┌────────

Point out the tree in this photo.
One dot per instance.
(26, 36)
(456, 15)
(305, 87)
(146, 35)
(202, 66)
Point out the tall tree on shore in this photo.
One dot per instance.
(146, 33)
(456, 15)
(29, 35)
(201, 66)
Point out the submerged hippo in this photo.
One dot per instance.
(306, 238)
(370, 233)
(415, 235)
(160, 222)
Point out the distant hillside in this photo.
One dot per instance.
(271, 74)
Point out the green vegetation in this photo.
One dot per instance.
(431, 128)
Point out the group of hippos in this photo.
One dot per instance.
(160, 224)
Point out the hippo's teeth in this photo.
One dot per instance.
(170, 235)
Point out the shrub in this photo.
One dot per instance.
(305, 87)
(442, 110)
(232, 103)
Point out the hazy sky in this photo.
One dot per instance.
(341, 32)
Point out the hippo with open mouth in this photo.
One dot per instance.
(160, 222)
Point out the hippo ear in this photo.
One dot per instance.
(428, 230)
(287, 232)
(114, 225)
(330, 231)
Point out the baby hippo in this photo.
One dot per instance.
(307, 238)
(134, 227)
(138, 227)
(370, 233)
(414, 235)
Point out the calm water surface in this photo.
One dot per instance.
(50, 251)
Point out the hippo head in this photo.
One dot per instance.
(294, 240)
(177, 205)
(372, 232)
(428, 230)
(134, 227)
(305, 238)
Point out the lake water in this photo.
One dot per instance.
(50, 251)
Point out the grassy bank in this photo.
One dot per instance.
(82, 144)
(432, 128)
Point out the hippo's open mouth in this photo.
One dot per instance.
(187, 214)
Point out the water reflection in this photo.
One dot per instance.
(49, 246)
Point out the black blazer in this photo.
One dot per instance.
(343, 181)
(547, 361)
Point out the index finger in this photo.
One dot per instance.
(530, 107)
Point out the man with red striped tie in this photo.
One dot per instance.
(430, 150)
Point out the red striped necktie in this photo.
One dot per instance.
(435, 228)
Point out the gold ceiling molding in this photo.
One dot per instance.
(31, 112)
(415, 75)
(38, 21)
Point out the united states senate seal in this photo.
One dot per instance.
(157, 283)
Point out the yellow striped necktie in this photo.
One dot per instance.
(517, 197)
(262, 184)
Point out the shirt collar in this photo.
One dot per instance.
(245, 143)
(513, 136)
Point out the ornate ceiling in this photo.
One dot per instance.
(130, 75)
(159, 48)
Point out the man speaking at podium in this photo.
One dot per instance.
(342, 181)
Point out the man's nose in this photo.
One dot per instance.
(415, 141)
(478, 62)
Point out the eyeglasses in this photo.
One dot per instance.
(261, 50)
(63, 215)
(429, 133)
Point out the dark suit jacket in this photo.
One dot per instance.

└────────

Convert the lines above into a Markdown table with the columns Row and Line, numbering each row and leaving out any blank lines.

» **Correct answer**:
| Row | Line |
|---|---|
| 1 | Point out the tree in this photo. |
| 2 | One dot per instance. |
| 3 | (26, 36) |
| 4 | (456, 15) |
| 5 | (305, 87) |
| 6 | (146, 35) |
| 7 | (202, 66) |
| 8 | Point out the tall tree on shore in this photo. |
| 9 | One dot per instance. |
| 10 | (146, 33) |
| 11 | (456, 15) |
| 12 | (29, 35) |
| 13 | (201, 66) |
| 14 | Point out the submerged hippo in this photo. |
| 15 | One dot per instance. |
| 16 | (306, 238) |
| 17 | (370, 233) |
| 18 | (415, 235) |
| 19 | (160, 222) |
| 20 | Point out the distant hillside in this photo. |
| 21 | One dot per instance. |
| 22 | (271, 74) |
| 23 | Point out the green vegetation in this photo. |
| 24 | One dot per instance. |
| 25 | (431, 128) |
| 26 | Point out the group of hippos in this photo. |
| 27 | One dot per instance. |
| 28 | (160, 224) |
| 29 | Point out the hippo's teeth in this photo. |
| 30 | One dot per instance. |
| 31 | (170, 235) |
| 32 | Point out the shrub in this photo. |
| 33 | One dot per instance. |
| 34 | (305, 87) |
| 35 | (442, 110) |
| 36 | (232, 103) |
| 37 | Point out the hazy sky in this photo. |
| 38 | One dot per instance. |
| 39 | (341, 32) |
| 40 | Point out the hippo with open mouth in this photo. |
| 41 | One dot per instance. |
| 42 | (160, 222) |
| 43 | Point out the hippo ear in this photo. |
| 44 | One dot per instance. |
| 45 | (428, 230) |
| 46 | (287, 232) |
| 47 | (114, 225) |
| 48 | (330, 231) |
| 49 | Point out the baby hippo in this photo. |
| 50 | One dot per instance. |
| 51 | (307, 238) |
| 52 | (134, 227) |
| 53 | (138, 227) |
| 54 | (370, 233) |
| 55 | (414, 235) |
| 56 | Point out the calm water surface in this photo. |
| 57 | One dot per instance. |
| 58 | (50, 251) |
| 59 | Point out the hippo head in this photo. |
| 60 | One dot per instance. |
| 61 | (294, 240) |
| 62 | (177, 205) |
| 63 | (372, 232) |
| 64 | (428, 230) |
| 65 | (134, 227) |
| 66 | (305, 238) |
| 67 | Point out the lake water in this photo. |
| 68 | One dot per instance. |
| 69 | (50, 251) |
| 70 | Point out the grassy bank in this photo. |
| 71 | One dot per instance. |
| 72 | (82, 144) |
| 73 | (432, 128) |
| 74 | Point out the hippo's open mouth in this photo. |
| 75 | One dot per instance. |
| 76 | (187, 214) |
| 77 | Point out the water reflection in this photo. |
| 78 | One dot per instance. |
| 79 | (49, 246) |
| 80 | Point out the black blazer in this photo. |
| 81 | One dot per instance. |
| 82 | (343, 181) |
| 83 | (547, 361) |
| 84 | Point out the index finger in this photo. |
| 85 | One dot per instance. |
| 86 | (530, 107) |
| 87 | Point out the man with red striped tie in this photo. |
| 88 | One dot per instance. |
| 89 | (430, 150) |
| 90 | Point out the red striped necktie in this photo. |
| 91 | One dot per instance. |
| 92 | (435, 228) |
| 93 | Point out the gold ceiling molding in this photo. |
| 94 | One dot per instance. |
| 95 | (31, 112) |
| 96 | (415, 75) |
| 97 | (38, 21) |
| 98 | Point out the united states senate seal in this photo. |
| 99 | One dot per instance. |
| 100 | (157, 283) |
| 101 | Point out the yellow striped necktie in this photo. |
| 102 | One dot per instance. |
| 103 | (517, 197) |
| 104 | (262, 184) |
| 105 | Point out the shirt collar in this photo. |
| 106 | One dot per instance. |
| 107 | (245, 143) |
| 108 | (513, 136) |
| 109 | Point out the ornate ceiling in this photo. |
| 110 | One dot per instance. |
| 111 | (130, 75) |
| 112 | (159, 48) |
| 113 | Point out the man speaking at podium in this photo. |
| 114 | One dot per instance. |
| 115 | (342, 181) |
| 116 | Point out the man's nose in this photo. |
| 117 | One dot per instance. |
| 118 | (415, 141) |
| 119 | (478, 62) |
| 120 | Point out the eyeglasses in this photo. |
| 121 | One dot per instance. |
| 122 | (261, 50) |
| 123 | (63, 215) |
| 124 | (429, 133) |
| 125 | Point out the dark suit jacket in this photo. |
| 126 | One dot per instance. |